Exercise aim: All entries must be extracted exactly, with nothing added or dropped.

Point annotation dataset records:
******
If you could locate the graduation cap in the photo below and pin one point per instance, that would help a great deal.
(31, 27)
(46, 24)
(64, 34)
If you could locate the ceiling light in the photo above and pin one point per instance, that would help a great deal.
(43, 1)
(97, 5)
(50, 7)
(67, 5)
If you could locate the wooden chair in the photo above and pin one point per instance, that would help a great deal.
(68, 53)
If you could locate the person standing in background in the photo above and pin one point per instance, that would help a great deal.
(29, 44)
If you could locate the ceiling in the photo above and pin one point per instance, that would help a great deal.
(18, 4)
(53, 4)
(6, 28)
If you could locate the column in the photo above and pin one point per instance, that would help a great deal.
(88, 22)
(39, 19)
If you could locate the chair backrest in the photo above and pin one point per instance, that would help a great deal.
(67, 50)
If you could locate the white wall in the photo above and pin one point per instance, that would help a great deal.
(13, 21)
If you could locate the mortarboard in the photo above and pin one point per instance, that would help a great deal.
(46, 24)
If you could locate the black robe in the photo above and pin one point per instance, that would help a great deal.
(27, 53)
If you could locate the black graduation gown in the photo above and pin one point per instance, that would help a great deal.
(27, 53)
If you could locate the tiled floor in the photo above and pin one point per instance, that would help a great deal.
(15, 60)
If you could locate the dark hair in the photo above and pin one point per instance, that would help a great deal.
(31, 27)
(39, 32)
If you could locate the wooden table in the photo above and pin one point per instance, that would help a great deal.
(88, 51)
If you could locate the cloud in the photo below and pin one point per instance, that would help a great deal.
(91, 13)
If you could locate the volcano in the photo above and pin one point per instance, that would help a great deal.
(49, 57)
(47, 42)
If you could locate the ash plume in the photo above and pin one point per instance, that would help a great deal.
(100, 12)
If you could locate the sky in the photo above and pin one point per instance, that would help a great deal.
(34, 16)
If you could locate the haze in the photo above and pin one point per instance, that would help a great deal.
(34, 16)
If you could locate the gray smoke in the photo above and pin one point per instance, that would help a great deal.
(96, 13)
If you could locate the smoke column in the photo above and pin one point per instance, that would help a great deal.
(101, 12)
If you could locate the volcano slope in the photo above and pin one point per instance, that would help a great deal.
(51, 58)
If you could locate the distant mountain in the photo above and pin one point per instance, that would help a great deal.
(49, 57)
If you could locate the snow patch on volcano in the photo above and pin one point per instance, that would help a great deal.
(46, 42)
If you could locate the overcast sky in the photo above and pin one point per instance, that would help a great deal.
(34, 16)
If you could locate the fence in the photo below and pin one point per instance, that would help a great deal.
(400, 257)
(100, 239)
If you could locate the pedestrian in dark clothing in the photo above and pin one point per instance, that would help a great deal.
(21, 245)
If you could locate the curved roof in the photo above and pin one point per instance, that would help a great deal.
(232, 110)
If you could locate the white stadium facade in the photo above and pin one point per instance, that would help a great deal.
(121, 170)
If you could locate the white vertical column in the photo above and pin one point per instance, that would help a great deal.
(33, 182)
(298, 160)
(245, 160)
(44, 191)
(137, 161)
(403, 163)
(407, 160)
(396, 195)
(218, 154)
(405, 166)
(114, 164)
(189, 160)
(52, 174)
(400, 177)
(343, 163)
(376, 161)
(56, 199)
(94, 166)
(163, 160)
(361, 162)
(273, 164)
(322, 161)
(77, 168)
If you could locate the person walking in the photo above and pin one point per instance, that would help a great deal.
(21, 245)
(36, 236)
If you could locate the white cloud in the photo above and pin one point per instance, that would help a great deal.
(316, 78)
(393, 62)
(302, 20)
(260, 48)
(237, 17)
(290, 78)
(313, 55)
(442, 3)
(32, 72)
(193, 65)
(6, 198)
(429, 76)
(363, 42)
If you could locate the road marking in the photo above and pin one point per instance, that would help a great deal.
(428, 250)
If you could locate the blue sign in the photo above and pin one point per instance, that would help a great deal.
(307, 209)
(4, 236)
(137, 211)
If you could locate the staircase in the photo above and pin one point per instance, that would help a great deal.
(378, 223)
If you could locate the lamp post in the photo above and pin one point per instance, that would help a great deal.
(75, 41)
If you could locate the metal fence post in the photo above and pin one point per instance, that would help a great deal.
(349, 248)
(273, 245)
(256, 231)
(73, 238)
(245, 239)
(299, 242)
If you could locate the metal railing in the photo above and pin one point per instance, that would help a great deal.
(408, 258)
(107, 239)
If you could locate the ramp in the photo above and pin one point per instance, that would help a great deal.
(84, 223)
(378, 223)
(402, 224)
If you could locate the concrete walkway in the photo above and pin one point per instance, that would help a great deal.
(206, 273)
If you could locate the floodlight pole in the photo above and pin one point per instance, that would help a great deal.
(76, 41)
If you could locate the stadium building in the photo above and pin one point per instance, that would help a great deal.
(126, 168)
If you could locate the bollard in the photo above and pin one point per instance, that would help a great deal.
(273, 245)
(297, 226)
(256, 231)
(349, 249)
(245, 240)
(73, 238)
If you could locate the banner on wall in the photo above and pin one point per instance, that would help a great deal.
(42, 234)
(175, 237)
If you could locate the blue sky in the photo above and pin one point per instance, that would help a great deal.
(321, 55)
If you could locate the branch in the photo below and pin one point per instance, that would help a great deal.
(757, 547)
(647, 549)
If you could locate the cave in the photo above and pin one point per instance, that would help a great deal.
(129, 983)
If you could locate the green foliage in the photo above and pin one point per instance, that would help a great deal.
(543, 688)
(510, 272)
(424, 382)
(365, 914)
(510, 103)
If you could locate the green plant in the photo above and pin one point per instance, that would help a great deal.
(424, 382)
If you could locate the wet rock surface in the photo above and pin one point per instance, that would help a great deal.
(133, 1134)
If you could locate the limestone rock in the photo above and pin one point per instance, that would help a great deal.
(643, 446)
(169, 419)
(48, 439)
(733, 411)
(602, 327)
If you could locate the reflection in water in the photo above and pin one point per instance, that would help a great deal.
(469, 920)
******
Written solution:
If you could locate the graduation cap in the photo below and pin one point per instance, that would help a great deal.
(31, 27)
(46, 24)
(64, 34)
If you could locate the ceiling light in the photo above and pin one point per instance, that would help a great deal.
(43, 1)
(97, 5)
(50, 7)
(67, 5)
If you could locate the wooden chair in the photo above and pin one point per instance, that would help a great deal.
(68, 53)
If you could locate the person standing in background in the photo above and pin one point per instance, that would help a great deal.
(29, 44)
If you could locate the ceiling in the photo above and pin one point per instance, that would help a great deal.
(18, 4)
(53, 4)
(6, 28)
If you could locate the column in the photo above and pin one point per instance, that would help a great deal.
(88, 22)
(39, 19)
If you could locate the chair backrest in the photo above and pin one point per instance, that would help a great deal.
(67, 50)
If you could locate the white wall in the photo above and pin one point per instance, that would help a great deal.
(13, 21)
If you could locate the mortarboard in the photo above and pin one point per instance, that would help a great deal.
(46, 24)
If you could locate the black robe in the photo above and pin one point per instance, that would help a great deal.
(27, 53)
If you could locate the black graduation gown in the photo above and pin one point per instance, that would help a great deal.
(27, 53)
If you could locate the tiled floor in the photo above and pin one point per instance, that would help a great deal.
(15, 60)
If you could locate the dark hair in the photo above and pin one point per instance, that would help a great deal.
(31, 27)
(39, 32)
If you could locate the wooden table in the photo above and pin one point per instance, that would help a great deal.
(88, 51)
If you could locate the cloud in the photo below and pin one point per instance, that would help a great deal.
(91, 13)
If you could locate the volcano in the photo above and pin one point per instance, that would help a great deal.
(49, 57)
(47, 42)
If you could locate the ash plume in the photo above and pin one point per instance, that would help a great deal.
(100, 12)
If you could locate the sky in the photo above and pin one point per instance, that would help a great deal.
(34, 16)
If you could locate the haze in the photo above and pin one point per instance, that would help a great deal.
(34, 16)
If you could locate the gray smoke in the photo above and pin one point per instance, that would help a great deal.
(96, 13)
If you could locate the smoke column in the photo above and pin one point per instance, that would help a great deal.
(101, 12)
If you could locate the volcano slope in the photo above and pin one point per instance, that would help a great deal.
(51, 58)
If you could locate the distant mountain in the photo above and pin one point per instance, that would help a great deal.
(49, 57)
If you could locate the snow patch on volcano in the photo above and pin one point per instance, that would help a great deal.
(46, 42)
If you could locate the overcast sky in the photo above and pin one point per instance, that would help a great deal.
(34, 16)
If you could locate the fence in the photo below and pin one point per instance, that would help a great deal.
(400, 257)
(100, 239)
If you could locate the pedestrian in dark clothing in the photo above and pin one point per instance, that would help a great deal.
(21, 245)
If you could locate the curved roof in the photo above and pin one point per instance, that would help a great deal.
(232, 110)
If you could locate the white stadium facade in the photo above and pin one point per instance, that would help a great deal.
(121, 170)
If you could locate the white vertical column in the photo above and pin one point per instance, that would help a great deal.
(33, 182)
(298, 160)
(245, 160)
(44, 191)
(137, 161)
(403, 163)
(407, 160)
(396, 195)
(218, 154)
(405, 166)
(114, 164)
(189, 160)
(52, 174)
(400, 177)
(343, 163)
(376, 161)
(56, 199)
(94, 166)
(163, 160)
(361, 162)
(273, 164)
(322, 161)
(77, 168)
If you could locate the person walking in the photo above and pin one point per instance, that would help a great deal.
(21, 245)
(36, 236)
If you could locate the white cloud in the photo above and pin one point per instance, that would help a great deal.
(316, 78)
(393, 62)
(302, 20)
(260, 48)
(237, 17)
(290, 78)
(313, 55)
(442, 3)
(32, 72)
(193, 65)
(6, 198)
(429, 76)
(363, 42)
If you could locate the road marking in the photo above and pin one point per instance, that would help a great deal.
(428, 250)
If you could locate the blue sign in the photo above and pin one point per instance, that would help a great deal.
(307, 209)
(4, 236)
(137, 211)
If you could locate the staircase in the photo above and pin one point per instance, that would help a great deal.
(378, 223)
If you could locate the lamp post in the photo above and pin one point per instance, that would help a great deal.
(75, 41)
If you could locate the metal fence post in the photo above and pin one point per instance, that would help a great deal.
(349, 248)
(273, 245)
(256, 231)
(73, 238)
(245, 239)
(299, 242)
If you could locate the metal railing in the photo above and pin one point per instance, that would help a great deal.
(408, 258)
(107, 239)
If you could locate the ramp in the photo above and pin one point per instance, that would help a great deal.
(84, 223)
(378, 223)
(402, 224)
If you could locate the concrete walkway in the photo above and pin one point per instance, that would help a great deal.
(206, 273)
If you could locate the floodlight pole in the photo above and pin one point per instance, that would help a great deal.
(76, 41)
If you could locate the stadium building in the photo above and pin one point per instance, that would help a great deal.
(126, 168)
If you could locate the bollard in the photo above and pin one point per instance, that would help a great deal.
(273, 245)
(297, 226)
(256, 231)
(349, 249)
(245, 240)
(73, 238)
If you could locate the banner on wall in the photo above and pin one point per instance, that would help a great deal.
(42, 234)
(175, 237)
If you could locate the blue sky in the photo above and pin one point per instance, that would help a great deal.
(321, 55)
If you could locate the branch in the photo below and pin one point per instance, that would help a great deal.
(757, 547)
(647, 549)
If you could locate the cave in the photo above and pin one point per instance, that would help a great deal.
(129, 983)
If you could locate the green foliage in the photo above and pin one point per instance, that would help a great deal.
(543, 688)
(510, 272)
(424, 382)
(365, 914)
(510, 103)
If you could locate the green plant in the photo above and pin one point per instance, that would help a great deal.
(424, 382)
If you could locate the wet rock surface in the photo above and pin one point per instance, that would help a great deal.
(133, 1134)
If you could locate the limestone rock in the photo above and pin one point per instance, that would help a great deal.
(643, 446)
(169, 419)
(48, 439)
(733, 411)
(602, 327)
If you could locate the reflection in water in the photo above and pin one point per instance, that would help a great deal.
(469, 920)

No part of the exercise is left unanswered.